------ 出典本文
映画を観に行くことは、いつだって特別な体験である。でも、それを提供する映画館は時代に合わせてアップデートしているだろうか?パンデミックはその勢いが収まっても、確実に人々の生活スタイルを変化させた。配信サービスの充実もあり、鑑賞スタイルは多様化している。老舗ミニシアター閉館の報せも聞こえてくるなど映画館業界への逆風は強まるばかりだ。

そんな中、ミニシアター「Stranger」は、2022年9月に東京の墨田区菊川の地にオープンした。逆風吹き荒れる中「新しいスタイルの映画館」を標榜し、映画を「知る」「観る」「語り合う」「論じる」、そして「映画で繋がる」というコンセプトのもとに立ち上がったのだ。そして、オープンと同時にジャン=リュック・ゴダールの特集上映が組まれたが、その直前にゴダールが91歳で逝去するという波乱の幕開けとなり、そのことも開館と相まって話題を呼んだ。

それから約3か月近く経った今(2022年12月取材時)、同館はどのような状況にあるのだろうか。そのコンセプトは、どこまで映画ファンの心に響いたのだろうか。そして同館の存在で、映画業界はどう変わっていくのだろうか。Strangerのチーフ・ディレクターである岡村さんに、改めて同館を立ち上げた経緯から、オープン後の手応えと現状などについていろいろ伺った。

 

なぜ、今ミニシアターなのか。

 

───岡村さんは映画美学校を受講後、映画館や配給会社でのアルバイト、撮影現場の制作部スタッフなどを経てデザイン事務所を設立され、一般企業のブランディングなども手掛けるようになり、複数の会社を経営するまでに業務を拡大されてましたが、そこから一見関係なさそうな映画館をオープンされました。ぜひこの経緯を教えてください。


岡村 僕は、2011年にブランディングデザイン会社「アート&サイエンス」を創業し、これまでブランドのデザインコンサルティングをやってきました。それで、ブランディングデザインの領域では昨今、DtoC(ダイレクト・トゥ・コンシューマー)というムーブメント、要するに「製販一体」というビジネスのトレンドがあったんですが、そこに自分たちも興味を持ったのがきっかけです。やがて、自分たちでも何か事業を形として実際に手掛けたいという思いを持つようになり、創業から10年を超えたところで映画館開業のプロジェクトをスタートさせたわけです。
------------
------ データ一覧
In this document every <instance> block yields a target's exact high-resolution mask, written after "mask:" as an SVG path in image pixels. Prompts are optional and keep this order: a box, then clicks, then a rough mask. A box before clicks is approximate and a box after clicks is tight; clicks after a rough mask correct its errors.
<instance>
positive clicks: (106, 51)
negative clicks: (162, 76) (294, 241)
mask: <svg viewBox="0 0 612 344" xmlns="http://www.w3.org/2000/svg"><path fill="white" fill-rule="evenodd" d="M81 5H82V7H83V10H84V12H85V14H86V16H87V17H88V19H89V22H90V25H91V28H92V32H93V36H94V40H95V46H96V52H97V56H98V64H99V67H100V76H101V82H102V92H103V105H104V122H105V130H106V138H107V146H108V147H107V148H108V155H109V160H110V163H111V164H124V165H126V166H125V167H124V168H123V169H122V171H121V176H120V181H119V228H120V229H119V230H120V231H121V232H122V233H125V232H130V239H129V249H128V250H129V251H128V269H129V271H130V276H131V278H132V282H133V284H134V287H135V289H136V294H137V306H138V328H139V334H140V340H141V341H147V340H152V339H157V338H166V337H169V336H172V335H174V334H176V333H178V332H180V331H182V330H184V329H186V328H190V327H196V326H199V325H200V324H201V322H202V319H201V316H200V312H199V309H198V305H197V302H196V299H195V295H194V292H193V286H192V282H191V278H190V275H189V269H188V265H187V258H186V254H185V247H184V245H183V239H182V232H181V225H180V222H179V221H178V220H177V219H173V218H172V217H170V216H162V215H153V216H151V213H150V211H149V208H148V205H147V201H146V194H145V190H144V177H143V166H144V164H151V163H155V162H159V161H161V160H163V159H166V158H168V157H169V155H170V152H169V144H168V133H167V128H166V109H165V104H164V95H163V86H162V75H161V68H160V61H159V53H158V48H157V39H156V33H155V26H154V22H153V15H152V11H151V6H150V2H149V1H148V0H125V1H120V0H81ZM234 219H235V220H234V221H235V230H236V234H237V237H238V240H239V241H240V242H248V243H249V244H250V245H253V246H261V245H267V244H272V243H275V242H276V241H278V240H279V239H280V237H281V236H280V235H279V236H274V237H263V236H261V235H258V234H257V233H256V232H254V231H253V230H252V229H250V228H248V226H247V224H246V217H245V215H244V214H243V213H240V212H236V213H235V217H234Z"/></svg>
------------
■ 課題 ■
ミニシアター「Stranger」についての本文を、最後の文の後から続けて書きなさい。 これらのデータは、本文とは別の出典から取られたものである。

■ 解答欄 ■
───なぜ映画館を選んだのでしょうか。


岡村 どんな事業を手掛けようかと考えたとき、実は僕は20代の頃に少し映画業界にいたことがありまして、今でも映画が好きなことから、そういえば映画館はまだあまりブランディングされていないんじゃないかと思い、映画館のオープンを考えたのです。


───それが現在のStrangerのコンセプトにどのように結びついたのでしょうか。


岡村 コロナ禍によって仕事の選択と集中を模索していた2021年11月、たまたま入ったミニシアターから刺激を受けたのが経緯です。コロナ禍で出歩く機会も減って、近所の行きつけのお店に通ううちに、店員や常連さんと交わす会話に心地よさを感じていたところ、そんな雰囲気を持った映画館を作ってみたいと思うようになったのです。
それまでの既存の映画館をやっている方々は、やはり立地と上映設備と入場料、そして作品を中心に考えるんですよね。スタッフとお客さまのコミュニケーションとか映画館のブランド化という考えはあまり念頭にないわけです。なので、内心僕は、コミュニケーション重視の映画館が作れたら少なくとも新しいスタイルの映画館ができるなと、変に確信したところがあって。そこに本当にニーズがあるのか・・・、不安要素でもありましたけど(笑)。ただ、僕は確信があったのですよね。


───確かに映画館でコミュニケーションをとるってあまりイメージが沸かないですね。斬新だと思います。


岡村 そうですよね。映画館で映画を観るという体験は、まず家で、何が上映されているかを調べて、そして映画館に行って映画を観て、帰りがけに1人でカフェに寄って家に帰る。下手するとこの間、一言も誰とも口をきくこともない。映画館での映画鑑賞体験って何かすごく孤独な感じだと思ったんです(笑)。


───確かに孤独だ(笑)

 

「ミュージアム型」ではない「ギャラリー型」の映画館をめざす

岡村 現在の顧客と接するビジネスは、顧客とのタッチポイントをとても重要視しています。それこそアップルストアでもブルーボトルコーヒーなどでも、お客さまとスタッフがまるで同じモノを愛しているファンや仲間のような共通意識を持っています。それこそ「いらっしゃいませ」じゃなくて「こんにちは」と言って、アップルの新製品とか、コーヒーについてちょっと会話を交わしながら商品を買ったり、説明を受けていたり。まるで友だちのような感覚でリッチな体験をして帰っていくという、こういう何気ないコミュニケーションのあり方が新しいホスピタリティとして出てきていると思います。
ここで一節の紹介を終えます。